▸ **WORK TO BE COMPLETED**: From the first entry to the last, repeat them all exactly.

▸ **SUPPLIED DATA**:
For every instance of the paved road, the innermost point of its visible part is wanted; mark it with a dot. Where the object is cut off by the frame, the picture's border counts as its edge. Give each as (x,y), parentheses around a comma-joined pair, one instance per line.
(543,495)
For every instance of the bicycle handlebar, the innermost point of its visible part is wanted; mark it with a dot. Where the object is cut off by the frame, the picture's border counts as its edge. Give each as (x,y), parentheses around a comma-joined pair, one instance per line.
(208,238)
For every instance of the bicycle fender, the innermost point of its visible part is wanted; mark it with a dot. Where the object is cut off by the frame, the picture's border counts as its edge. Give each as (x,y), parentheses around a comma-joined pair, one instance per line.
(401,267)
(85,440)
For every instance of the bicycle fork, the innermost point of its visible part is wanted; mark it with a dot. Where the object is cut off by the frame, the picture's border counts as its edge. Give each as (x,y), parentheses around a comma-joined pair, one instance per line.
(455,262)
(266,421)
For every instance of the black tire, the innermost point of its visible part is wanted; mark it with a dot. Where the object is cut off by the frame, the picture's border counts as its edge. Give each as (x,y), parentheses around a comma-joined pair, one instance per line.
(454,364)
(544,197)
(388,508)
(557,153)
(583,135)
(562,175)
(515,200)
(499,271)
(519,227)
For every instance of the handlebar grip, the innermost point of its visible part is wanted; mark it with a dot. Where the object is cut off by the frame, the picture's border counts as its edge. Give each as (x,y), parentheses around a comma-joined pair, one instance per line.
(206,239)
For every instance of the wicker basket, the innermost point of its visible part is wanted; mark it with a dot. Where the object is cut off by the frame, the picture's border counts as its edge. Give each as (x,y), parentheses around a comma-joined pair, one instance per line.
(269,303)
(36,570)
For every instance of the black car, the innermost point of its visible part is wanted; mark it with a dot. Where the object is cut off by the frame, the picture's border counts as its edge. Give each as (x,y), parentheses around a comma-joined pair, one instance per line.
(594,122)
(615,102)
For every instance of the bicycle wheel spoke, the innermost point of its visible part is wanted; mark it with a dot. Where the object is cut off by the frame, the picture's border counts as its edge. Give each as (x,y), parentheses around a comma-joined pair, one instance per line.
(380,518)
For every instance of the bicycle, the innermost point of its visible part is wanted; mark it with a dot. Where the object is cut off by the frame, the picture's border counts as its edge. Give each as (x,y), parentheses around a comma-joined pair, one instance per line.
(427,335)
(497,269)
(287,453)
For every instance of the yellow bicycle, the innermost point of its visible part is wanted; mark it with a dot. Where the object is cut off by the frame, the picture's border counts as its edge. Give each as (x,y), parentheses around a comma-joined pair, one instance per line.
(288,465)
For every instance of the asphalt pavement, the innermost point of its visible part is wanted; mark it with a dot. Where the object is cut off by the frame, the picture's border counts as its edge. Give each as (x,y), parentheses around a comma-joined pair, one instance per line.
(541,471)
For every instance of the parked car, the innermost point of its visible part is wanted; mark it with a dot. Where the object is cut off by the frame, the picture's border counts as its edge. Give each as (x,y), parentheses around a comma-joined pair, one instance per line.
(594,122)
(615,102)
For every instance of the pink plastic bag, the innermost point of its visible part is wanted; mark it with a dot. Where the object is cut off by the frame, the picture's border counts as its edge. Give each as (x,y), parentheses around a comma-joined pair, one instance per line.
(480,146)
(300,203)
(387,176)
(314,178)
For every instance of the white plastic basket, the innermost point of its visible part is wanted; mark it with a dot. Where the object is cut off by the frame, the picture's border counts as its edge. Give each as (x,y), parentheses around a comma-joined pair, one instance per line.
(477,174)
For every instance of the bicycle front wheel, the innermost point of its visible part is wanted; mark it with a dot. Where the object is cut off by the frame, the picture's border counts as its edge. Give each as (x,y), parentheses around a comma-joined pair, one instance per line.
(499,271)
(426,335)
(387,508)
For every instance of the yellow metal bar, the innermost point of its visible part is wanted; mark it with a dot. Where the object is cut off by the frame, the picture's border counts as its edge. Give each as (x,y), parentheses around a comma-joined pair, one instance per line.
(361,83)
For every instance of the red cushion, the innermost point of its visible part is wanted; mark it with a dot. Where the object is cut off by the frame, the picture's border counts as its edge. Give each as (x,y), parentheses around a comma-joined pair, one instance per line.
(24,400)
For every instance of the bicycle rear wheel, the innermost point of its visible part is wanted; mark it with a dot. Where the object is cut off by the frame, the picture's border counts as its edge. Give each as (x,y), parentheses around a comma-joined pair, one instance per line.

▸ **SOLUTION BELOW**:
For every instance of the paved road, the innermost point of its visible part is wanted; mark it with a dot. Where the object is cut off by the frame, the picture's border counts as its edge. Give each as (x,y), parentheses around a comma-joined pair, one instance per line.
(543,495)
For every instance of the bicycle handlebar, the innermost point of its visible part is wanted; mark it with a dot. Where the object is cut off by the frame, the picture's border counts as its edge. Give each as (x,y), parentheses around a comma-joined pair, one instance per line.
(208,238)
For every instance of the bicycle fender, the innermost point of its visible part is wanted; mark it with a dot. Where the object is cut off by the frame, the picture's border counts as its edge. Give each as (x,y), parentheses around a comma-joined pair, one instance per line.
(401,267)
(85,440)
For every instance of the bicycle fork, the innermost point of its visible part is wanted; mark it with a dot. Where the object is cut off by the frame, the picture's border counts as its edge. Give each as (x,y), parentheses around a comma-joined pair, one instance per line.
(455,262)
(266,421)
For every instance of the black tire, the innermost point of its visible part is wanted; mark it with a dot. Where the object is cut off by the frame, the picture's border counts as its edge. Give each as (x,y), parentheses around a comma-joined pair, one instance per line.
(454,364)
(544,197)
(388,508)
(557,153)
(583,135)
(562,175)
(515,200)
(499,271)
(519,227)
For every instance of the handlebar grip, the innermost point of its visible part is wanted; mark it with a dot. Where the object is cut off by the frame, the picture's border counts as its edge. Give each as (x,y), parentheses around a comma-joined pair, one instance per line.
(206,239)
For every instance of the wicker basket, the innermost point of its visible part is wanted; mark it with a dot. Where the object is cut off by the frame, the picture's border counts as its edge. Give each as (x,y), parentheses around a comma-joined pair, one instance per line.
(269,303)
(36,570)
For every instance of the black car, the innermost point of its visible part is wanted; mark it with a dot. Where the object is cut off by the frame, the picture's border counts as its edge. Give each as (x,y), parentheses around a comma-joined pair, one instance per line.
(594,122)
(615,102)
For every instance of the bicycle wheel spoke, the innermost point of its visible part is wanted; mark it with a dot. Where the object is cut off by the frame, the picture's border counts as its edge. Give each as (x,y), parentheses around a comma-joined pair, one instance per line.
(380,518)
For every instance of the bicycle, the innermost point of its visible part is wanted; mark it with a dot. Where the object is cut off by the frame, the picture's border counts as its edge. Give each as (x,y), parentheses around a comma-joined pair, one instance per line.
(427,335)
(497,269)
(287,453)
For every instance of the yellow bicycle, the innermost point of its visible part is wanted; mark it with a dot. Where the object is cut off by the frame, the picture's border counts as its edge. Give each as (x,y), parentheses around a comma-joined pair, one instance per line.
(288,465)
For every instance of the asphalt pavement, the innermost point of its visible part is wanted; mark it with a dot. Where the object is cut off by the frame, the picture's border counts as its edge. Give each as (x,y), parentheses around a comma-joined pair, one instance per line.
(541,471)
For every instance of the parked car, the innermost point of its visible part is wanted; mark it with a dot. Where the object is cut off by the frame, the picture's border counts as its edge. Give each as (x,y), parentheses around a comma-joined pair, one instance per line.
(594,122)
(615,102)
For every instance of the pink plastic bag, the innermost point of its visible part is wanted; mark it with a dot. Where the object is cut off by the frame, the picture's border counts as its edge. Give each as (x,y), parentheses around a comma-joined pair, one instance per line.
(480,146)
(300,203)
(387,176)
(314,178)
For every instance of the white plastic basket, the innermost point of its visible part is wanted; mark it with a dot. Where the object is cut off by the frame, the picture's border counts as its edge. Give each as (x,y), parentheses around a comma-joined pair, one instance per line.
(477,174)
For every instance of the bicycle front wheel, the innermost point of its visible part is wanted; mark it with a dot. Where the object is cut off by the frame, the picture's border counts as its edge. Give each as (x,y), parentheses around a comma-joined pair, one instance per line.
(499,271)
(426,335)
(387,508)
For every instance of the yellow metal bar, the innermost point of its visible part is wanted; mark it with a dot. Where the object is cut off by the frame, the picture's border counts as its edge. Give each as (x,y), parentheses around a comma-joined pair, one instance per line.
(361,83)
For every instance of the red cushion, the innermost point of its visible part is wanted; mark it with a dot. Where the object is cut off by the frame, the picture's border counts as its edge. Give each as (x,y), parentheses around a comma-joined pair, one instance per line.
(24,400)
For every instance of the bicycle rear wheel, the innermost point of its visible part is wanted; mark it with a dot. Where the object is cut off by the frame, the picture's border counts as its edge. Give each as (x,y), parentheses around a comma-joined pair, one instance per line.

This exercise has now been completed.